Pointing and labeling entries:
>> START
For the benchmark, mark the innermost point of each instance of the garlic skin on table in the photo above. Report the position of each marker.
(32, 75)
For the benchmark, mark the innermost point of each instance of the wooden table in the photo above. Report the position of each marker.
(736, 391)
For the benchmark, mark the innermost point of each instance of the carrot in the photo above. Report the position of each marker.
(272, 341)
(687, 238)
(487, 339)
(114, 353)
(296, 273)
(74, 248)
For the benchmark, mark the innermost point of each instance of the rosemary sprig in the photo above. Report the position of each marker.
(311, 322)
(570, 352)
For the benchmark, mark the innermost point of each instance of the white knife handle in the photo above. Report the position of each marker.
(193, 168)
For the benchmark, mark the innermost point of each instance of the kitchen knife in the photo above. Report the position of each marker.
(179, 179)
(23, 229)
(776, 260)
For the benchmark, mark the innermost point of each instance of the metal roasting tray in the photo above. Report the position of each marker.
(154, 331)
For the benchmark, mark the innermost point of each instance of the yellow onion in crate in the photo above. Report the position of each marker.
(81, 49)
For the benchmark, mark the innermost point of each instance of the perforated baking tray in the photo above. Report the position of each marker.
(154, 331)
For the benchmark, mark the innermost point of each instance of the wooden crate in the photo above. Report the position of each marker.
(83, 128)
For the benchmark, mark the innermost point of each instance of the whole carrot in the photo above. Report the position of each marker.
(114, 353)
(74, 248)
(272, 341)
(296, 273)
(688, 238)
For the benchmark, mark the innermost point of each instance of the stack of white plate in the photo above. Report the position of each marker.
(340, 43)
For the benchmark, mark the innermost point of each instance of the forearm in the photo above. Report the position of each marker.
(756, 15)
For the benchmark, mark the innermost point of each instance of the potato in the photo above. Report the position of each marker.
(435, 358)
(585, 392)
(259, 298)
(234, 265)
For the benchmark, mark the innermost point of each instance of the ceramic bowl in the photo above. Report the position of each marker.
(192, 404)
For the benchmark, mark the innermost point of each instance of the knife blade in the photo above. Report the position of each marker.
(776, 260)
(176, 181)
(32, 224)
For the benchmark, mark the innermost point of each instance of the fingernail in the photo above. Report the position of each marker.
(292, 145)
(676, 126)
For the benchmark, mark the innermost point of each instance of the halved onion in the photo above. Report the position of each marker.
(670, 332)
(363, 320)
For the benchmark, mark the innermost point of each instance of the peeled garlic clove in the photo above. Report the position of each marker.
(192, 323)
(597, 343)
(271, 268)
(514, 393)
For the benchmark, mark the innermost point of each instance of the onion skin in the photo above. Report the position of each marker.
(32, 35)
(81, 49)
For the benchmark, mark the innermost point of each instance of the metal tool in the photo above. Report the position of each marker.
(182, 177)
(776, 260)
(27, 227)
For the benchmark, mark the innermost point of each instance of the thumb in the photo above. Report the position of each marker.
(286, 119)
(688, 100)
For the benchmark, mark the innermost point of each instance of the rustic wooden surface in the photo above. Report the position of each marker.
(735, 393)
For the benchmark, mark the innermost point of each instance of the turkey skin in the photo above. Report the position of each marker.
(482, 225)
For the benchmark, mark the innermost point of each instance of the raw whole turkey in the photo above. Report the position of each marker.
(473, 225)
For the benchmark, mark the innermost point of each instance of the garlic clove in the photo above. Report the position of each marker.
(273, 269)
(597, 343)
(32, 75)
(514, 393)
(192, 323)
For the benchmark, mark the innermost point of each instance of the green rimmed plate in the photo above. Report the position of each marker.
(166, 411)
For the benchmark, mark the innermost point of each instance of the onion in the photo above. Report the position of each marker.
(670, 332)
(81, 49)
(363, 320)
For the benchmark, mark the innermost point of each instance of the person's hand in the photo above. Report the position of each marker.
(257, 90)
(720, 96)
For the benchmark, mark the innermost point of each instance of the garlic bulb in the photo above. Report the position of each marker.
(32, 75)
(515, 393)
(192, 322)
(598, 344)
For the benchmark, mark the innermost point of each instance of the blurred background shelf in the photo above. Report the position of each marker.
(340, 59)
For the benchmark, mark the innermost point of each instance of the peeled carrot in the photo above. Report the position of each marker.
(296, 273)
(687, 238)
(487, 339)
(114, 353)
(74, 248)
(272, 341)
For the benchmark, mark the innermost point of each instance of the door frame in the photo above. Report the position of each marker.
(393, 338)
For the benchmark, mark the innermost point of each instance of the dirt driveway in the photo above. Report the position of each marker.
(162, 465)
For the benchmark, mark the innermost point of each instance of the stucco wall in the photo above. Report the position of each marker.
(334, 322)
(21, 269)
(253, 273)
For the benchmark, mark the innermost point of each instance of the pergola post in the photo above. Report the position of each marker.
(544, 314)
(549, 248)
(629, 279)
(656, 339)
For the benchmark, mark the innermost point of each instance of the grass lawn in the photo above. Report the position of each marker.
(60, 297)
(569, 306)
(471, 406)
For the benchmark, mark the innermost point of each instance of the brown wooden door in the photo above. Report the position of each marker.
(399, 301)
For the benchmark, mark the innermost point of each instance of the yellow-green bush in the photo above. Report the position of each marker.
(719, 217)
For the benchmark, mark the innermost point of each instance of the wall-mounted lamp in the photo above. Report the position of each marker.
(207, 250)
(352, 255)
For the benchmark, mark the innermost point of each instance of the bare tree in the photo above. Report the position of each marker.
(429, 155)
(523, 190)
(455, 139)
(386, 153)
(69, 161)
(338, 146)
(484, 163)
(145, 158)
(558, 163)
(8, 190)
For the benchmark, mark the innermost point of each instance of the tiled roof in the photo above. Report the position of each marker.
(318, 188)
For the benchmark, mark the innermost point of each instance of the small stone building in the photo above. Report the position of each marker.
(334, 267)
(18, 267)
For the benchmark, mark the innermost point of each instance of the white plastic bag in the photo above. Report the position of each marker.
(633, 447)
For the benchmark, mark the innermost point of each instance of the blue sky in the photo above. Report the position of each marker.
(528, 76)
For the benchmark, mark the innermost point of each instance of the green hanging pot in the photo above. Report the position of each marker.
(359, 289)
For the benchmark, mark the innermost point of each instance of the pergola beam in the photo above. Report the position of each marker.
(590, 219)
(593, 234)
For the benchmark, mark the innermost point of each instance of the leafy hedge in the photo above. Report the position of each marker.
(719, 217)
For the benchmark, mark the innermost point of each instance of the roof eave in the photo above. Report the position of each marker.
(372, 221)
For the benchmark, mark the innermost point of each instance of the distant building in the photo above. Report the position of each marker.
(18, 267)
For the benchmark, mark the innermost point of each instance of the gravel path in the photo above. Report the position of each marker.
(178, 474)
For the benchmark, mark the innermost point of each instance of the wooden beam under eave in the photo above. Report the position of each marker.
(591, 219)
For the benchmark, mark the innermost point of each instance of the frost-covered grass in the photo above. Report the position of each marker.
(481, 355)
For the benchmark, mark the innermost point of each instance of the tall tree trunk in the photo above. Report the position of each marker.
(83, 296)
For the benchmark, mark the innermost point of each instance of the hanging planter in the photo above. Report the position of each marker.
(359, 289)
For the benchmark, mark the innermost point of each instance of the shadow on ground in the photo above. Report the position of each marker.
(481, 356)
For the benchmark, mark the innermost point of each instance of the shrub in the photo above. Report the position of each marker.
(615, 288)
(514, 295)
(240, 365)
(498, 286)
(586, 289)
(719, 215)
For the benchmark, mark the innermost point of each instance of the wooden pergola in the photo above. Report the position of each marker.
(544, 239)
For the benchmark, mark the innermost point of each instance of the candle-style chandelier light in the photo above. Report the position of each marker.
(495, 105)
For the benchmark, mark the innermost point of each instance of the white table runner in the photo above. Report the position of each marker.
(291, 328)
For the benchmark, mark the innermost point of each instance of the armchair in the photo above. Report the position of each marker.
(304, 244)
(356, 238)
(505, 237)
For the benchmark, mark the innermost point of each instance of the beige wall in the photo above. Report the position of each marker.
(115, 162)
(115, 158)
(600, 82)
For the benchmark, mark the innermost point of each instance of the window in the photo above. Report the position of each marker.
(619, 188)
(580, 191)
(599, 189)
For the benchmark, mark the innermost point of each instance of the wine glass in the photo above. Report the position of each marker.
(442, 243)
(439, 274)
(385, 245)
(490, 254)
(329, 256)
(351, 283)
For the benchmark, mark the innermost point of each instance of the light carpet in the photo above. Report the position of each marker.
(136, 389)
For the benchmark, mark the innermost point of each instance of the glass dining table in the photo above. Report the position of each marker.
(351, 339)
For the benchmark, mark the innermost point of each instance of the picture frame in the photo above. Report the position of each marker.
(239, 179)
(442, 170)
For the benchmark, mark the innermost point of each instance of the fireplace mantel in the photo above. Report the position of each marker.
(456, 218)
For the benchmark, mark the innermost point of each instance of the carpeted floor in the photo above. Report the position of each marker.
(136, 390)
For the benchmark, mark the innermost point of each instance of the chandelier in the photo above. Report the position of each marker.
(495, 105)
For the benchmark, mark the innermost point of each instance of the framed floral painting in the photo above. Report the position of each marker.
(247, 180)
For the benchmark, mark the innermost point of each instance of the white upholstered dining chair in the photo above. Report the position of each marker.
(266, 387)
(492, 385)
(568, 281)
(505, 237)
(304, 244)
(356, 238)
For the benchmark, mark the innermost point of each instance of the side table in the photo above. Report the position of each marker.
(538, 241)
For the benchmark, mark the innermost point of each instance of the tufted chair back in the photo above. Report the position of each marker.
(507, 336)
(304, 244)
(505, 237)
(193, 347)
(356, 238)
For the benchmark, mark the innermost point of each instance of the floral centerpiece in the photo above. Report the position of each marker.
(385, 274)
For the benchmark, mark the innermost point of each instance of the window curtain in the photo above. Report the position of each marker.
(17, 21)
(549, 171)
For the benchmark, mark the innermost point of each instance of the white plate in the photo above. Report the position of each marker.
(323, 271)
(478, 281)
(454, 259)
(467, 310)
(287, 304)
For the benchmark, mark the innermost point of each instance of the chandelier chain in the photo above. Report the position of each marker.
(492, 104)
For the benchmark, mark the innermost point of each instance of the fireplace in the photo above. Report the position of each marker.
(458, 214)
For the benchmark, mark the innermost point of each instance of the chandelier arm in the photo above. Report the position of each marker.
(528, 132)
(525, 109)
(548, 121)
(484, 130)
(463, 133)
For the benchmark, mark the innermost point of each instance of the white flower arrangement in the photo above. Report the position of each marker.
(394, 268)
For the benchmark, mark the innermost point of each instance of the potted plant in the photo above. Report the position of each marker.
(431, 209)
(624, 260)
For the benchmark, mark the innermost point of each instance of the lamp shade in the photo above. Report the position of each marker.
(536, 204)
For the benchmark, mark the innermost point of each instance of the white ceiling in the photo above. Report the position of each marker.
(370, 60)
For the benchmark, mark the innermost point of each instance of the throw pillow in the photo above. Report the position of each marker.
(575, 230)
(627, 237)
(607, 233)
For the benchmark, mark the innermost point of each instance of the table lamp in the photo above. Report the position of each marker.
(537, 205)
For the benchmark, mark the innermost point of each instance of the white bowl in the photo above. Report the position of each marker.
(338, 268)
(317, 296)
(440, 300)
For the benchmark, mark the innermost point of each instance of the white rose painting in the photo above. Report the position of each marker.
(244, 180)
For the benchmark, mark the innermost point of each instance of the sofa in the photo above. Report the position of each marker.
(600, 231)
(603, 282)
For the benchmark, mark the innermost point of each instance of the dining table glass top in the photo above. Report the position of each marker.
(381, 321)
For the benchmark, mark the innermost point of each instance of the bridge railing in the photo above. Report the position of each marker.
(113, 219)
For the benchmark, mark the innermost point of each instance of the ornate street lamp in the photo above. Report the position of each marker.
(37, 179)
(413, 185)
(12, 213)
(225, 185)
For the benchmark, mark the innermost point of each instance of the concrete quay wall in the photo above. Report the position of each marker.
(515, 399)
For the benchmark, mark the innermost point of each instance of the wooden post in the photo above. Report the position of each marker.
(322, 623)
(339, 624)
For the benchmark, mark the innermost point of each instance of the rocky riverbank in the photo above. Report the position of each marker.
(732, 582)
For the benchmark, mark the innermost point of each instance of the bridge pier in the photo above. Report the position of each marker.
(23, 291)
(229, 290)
>> END
Instruction: Starting from the line containing "the bridge railing", repeat each line through the end of the entries, exactly.

Answer to this exercise:
For the benchmark, mark the innermost point of each instance of the bridge railing in the photo above. Report the position of each marker.
(113, 219)
For the benchmark, mark the innermost point of each instance of the ornate street lamp in the photo above. Report the position of each marker.
(37, 179)
(413, 185)
(12, 213)
(225, 185)
For the benchmark, mark the innermost point of each instance of the concrete quay wall in the photo above. Report the position of each marker.
(515, 399)
For the benchmark, mark the innermost point of each instance of the wooden post in the photo above. Report the position of each marker.
(322, 623)
(339, 624)
For the benchmark, mark the innermost point of each instance of the rocky riverbank in the photo above. Report the position of each marker.
(732, 582)
For the benchmark, mark the innermost point of each instance of the bridge pier in the photo above. Report the position of each marker.
(23, 291)
(229, 290)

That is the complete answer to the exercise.